======== RAW DATA ========

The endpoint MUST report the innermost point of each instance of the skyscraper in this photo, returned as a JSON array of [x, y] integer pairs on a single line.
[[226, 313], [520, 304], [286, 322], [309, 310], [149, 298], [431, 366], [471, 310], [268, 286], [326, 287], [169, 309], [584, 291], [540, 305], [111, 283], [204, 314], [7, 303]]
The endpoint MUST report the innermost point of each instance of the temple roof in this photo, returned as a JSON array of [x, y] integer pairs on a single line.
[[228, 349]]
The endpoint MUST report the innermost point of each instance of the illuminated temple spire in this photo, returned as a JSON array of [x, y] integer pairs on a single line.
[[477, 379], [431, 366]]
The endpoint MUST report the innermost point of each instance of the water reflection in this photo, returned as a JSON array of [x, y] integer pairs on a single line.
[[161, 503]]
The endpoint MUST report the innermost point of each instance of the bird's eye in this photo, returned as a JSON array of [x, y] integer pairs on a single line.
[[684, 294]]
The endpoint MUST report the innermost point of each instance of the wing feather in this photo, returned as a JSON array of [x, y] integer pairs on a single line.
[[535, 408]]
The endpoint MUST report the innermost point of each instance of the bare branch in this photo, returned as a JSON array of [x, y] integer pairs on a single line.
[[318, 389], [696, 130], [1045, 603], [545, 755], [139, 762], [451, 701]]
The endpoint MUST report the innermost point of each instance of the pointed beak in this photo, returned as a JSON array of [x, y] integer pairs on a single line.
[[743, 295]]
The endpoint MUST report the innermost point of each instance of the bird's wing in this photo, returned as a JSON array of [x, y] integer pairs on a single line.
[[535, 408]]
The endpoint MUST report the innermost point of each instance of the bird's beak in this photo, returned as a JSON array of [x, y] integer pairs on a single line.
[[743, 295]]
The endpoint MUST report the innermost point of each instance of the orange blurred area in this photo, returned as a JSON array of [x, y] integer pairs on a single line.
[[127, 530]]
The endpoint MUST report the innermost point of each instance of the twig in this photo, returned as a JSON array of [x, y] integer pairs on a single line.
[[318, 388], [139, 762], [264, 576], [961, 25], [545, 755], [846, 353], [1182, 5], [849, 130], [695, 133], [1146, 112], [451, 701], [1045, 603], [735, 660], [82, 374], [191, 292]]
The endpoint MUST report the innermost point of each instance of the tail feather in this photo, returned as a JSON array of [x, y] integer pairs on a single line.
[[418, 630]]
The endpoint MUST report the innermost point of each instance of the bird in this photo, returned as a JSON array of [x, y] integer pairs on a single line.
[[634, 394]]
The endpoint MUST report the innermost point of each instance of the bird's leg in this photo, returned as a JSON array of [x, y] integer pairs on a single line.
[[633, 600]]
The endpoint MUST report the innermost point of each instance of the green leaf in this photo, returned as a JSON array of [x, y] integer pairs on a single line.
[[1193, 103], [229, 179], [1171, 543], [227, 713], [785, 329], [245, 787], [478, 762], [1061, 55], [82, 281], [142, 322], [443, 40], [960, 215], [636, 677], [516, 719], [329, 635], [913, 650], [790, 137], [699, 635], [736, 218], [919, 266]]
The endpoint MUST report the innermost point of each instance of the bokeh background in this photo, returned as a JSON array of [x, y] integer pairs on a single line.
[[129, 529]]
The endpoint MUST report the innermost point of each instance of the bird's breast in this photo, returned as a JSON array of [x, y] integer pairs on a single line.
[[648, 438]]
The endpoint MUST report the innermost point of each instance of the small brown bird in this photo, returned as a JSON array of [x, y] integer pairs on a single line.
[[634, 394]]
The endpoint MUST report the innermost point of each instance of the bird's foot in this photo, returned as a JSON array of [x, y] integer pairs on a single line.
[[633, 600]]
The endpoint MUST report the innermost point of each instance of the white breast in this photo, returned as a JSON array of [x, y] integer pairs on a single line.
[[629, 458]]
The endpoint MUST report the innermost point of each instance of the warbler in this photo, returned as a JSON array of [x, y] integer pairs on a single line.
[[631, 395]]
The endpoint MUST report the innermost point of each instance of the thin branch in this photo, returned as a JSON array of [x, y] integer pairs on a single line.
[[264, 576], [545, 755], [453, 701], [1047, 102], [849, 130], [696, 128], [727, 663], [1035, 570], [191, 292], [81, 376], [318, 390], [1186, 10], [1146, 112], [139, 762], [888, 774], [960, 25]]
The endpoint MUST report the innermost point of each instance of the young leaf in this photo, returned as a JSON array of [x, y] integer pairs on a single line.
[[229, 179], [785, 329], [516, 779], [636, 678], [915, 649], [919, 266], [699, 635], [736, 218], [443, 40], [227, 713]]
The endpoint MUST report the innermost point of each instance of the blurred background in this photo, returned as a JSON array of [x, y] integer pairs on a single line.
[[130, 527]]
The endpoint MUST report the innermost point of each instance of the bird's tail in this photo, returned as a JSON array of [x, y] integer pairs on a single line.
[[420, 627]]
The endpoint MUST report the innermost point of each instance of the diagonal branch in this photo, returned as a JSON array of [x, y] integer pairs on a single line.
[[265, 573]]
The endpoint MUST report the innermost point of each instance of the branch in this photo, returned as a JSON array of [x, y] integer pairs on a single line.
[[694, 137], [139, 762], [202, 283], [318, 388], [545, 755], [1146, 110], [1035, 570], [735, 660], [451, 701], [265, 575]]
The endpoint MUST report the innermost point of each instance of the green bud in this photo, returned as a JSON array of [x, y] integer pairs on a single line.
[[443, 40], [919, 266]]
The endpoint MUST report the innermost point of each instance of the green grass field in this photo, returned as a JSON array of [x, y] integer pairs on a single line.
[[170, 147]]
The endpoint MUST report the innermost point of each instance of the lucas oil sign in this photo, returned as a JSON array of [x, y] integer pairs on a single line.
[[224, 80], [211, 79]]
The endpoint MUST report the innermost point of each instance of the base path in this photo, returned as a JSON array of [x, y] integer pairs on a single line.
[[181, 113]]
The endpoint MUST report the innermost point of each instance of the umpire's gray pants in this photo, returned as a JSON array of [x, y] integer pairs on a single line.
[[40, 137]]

========

▶ **AIM OF THE TASK**
Write out all the entries once more, exactly.

▶ **EXPECTED ANSWER**
The endpoint MUST report the innermost point of each instance of the skyscraper in this photo, returned as a JSON array of [x, y] integer pairs on a single line.
[[226, 313], [520, 304], [286, 322], [309, 310], [149, 298], [431, 366], [471, 310], [268, 286], [326, 287], [169, 309], [584, 291], [540, 305], [111, 283], [204, 314], [7, 303]]
The endpoint MUST report the innermost point of each instance of the temple roof in this photo, returned as a JSON array of [x, y] integer pairs on a single line.
[[228, 349]]
The endpoint MUST report the innermost point of each instance of the illuminated temple spire in this photo, returned as a JSON array of [x, y] integer pairs on a single line.
[[477, 379], [431, 366]]
The endpoint MUST report the innermost point of each instance of the water reflection in this photo, returned as a JSON array of [x, y] integer pairs on a single line.
[[161, 503]]
The endpoint MUST report the innermost point of each instance of the bird's eye in this photo, returned as a JSON array of [x, y] integer pairs on a single line.
[[684, 294]]
The endpoint MUST report the innermost point of each instance of the wing feather in this photo, returned as a JSON array of [x, y] integer pairs on a single line.
[[535, 408]]
The endpoint MUST report the innermost point of each instance of the bare branch in this photo, returned as a JSON array of [x, y] integer pairs on a single line.
[[318, 389], [696, 130], [1045, 603], [545, 755], [139, 762], [451, 701]]
The endpoint MUST report the innermost point of each instance of the pointed beak in this photo, returned as a JSON array of [x, y] integer pairs on a single line.
[[743, 295]]
The endpoint MUST report the innermost point of each instance of the bird's wing in this photo, returned as a JSON array of [x, y] integer pairs on a single line.
[[535, 408]]
The endpoint MUST report the innermost point of each instance of the bird's beak in this photo, returned as a JSON array of [x, y] integer pairs on a single line.
[[743, 295]]
The endpoint MUST report the innermost point of each instance of the orange blurred area in this photo, returned as a JSON array of [x, y] integer pairs on a single line.
[[127, 530]]
The endpoint MUST report the innermost point of each instance of the twig in this photo, returned as a JSON array of [x, y] integer pairs on a single line.
[[318, 388], [139, 762], [264, 576], [961, 25], [545, 755], [846, 353], [1182, 5], [849, 130], [695, 133], [1146, 112], [451, 701], [1045, 603], [735, 660], [82, 374], [191, 292]]
The endpoint MUST report the innermost point of each instance of the tail feather in this photo, returned as a JSON array of [x, y] integer pairs on a single line.
[[418, 630]]
The endpoint MUST report the innermost point of each instance of the bird in this photo, returned as a JSON array of [x, y] integer pairs on a single line.
[[634, 394]]
The endpoint MUST report the innermost point of each instance of the bird's leg in this photo, returned as a JSON array of [x, y] integer pairs on a single line.
[[633, 600]]
The endpoint MUST report the innermost point of each instance of the green leaf in this photo, returned as a JSON array of [x, y] integer pairs on a single line.
[[1193, 103], [229, 179], [1171, 543], [227, 713], [785, 329], [245, 787], [478, 762], [1061, 55], [82, 281], [142, 322], [443, 40], [960, 215], [636, 677], [516, 719], [329, 635], [913, 650], [790, 137], [699, 635], [736, 218], [919, 266]]
The endpoint MUST report the innermost point of each instance of the bokeh background in this photo, returned as a JSON array of [x, y] integer pairs on a single line.
[[129, 529]]
The endpoint MUST report the innermost point of each instance of the bird's breast in this photo, returned as a JSON array of [x, y] integer pairs on a single line.
[[648, 438]]
The endpoint MUST report the innermost point of each instance of the small brown bird in this photo, returned as a JSON array of [x, y] integer pairs on a single line.
[[634, 394]]
The endpoint MUST report the innermost point of each instance of the bird's foot in this photo, returned as a JSON array of [x, y] integer pairs on a single line.
[[633, 600]]
The endpoint MUST report the innermost point of each instance of the white breast in this photo, returned as a JSON array of [x, y] integer pairs on a single line.
[[629, 458]]
The endpoint MUST report the innermost point of each instance of the warbler in this photo, returned as a JSON array of [x, y] integer pairs on a single line.
[[631, 395]]
The endpoint MUST report the innermost point of each instance of the thin branch in this photo, returned as a JSON array of [x, y] integer pairs on a single line.
[[264, 576], [545, 755], [453, 701], [1047, 102], [849, 130], [696, 128], [727, 663], [1035, 570], [191, 292], [81, 376], [318, 390], [1186, 10], [1146, 112], [139, 762], [888, 774], [960, 25]]
The endpoint MUST report the innermost point of each instance of the young leaf in this photo, returned as a JSON array of [x, y] integer pairs on a single line.
[[229, 179], [785, 329], [516, 779], [636, 678], [915, 649], [919, 266], [699, 635], [736, 218], [443, 40], [227, 713]]
The endpoint MUST report the innermost point of each instance of the blurred background in this photo, returned as a JSON array of [x, y] integer pairs on a single line.
[[130, 527]]
The endpoint MUST report the innermost point of each instance of the bird's tail in this photo, returned as a JSON array of [x, y] integer pairs on a single line.
[[420, 627]]
The endpoint MUST report the innermost point of each instance of the diagonal branch in this photo, returned as a JSON array of [x, y] integer pairs on a single line.
[[265, 573]]
The endpoint MUST report the innermost point of each instance of the branch in this photo, returned as a JSON array of [x, y] integer pairs on a single line.
[[694, 137], [139, 762], [202, 283], [318, 388], [545, 755], [1146, 110], [1035, 570], [735, 660], [451, 701], [265, 575]]
The endpoint MUST report the innermost point of each instance of the green bud in this photo, returned as a JSON array of [x, y] integer pairs on a single line.
[[443, 40], [919, 266]]
The endpoint MUST report the innermost point of each instance of the green grass field in this photo, returned as a JSON array of [x, y] integer pairs on a single line.
[[170, 147]]
The endpoint MUST report the innermost point of each instance of the lucas oil sign in this photo, returned as a JSON array of [x, y] integer pairs on a single line.
[[224, 80], [211, 79]]
The endpoint MUST report the innermost point of each instance of the base path in this photo, returned as a JSON array of [x, y] integer pairs on a single line.
[[181, 113]]
The endpoint MUST report the innermost point of each instance of the umpire's gray pants in this photo, returned as a JSON array of [x, y] integer pairs on a single line.
[[40, 137]]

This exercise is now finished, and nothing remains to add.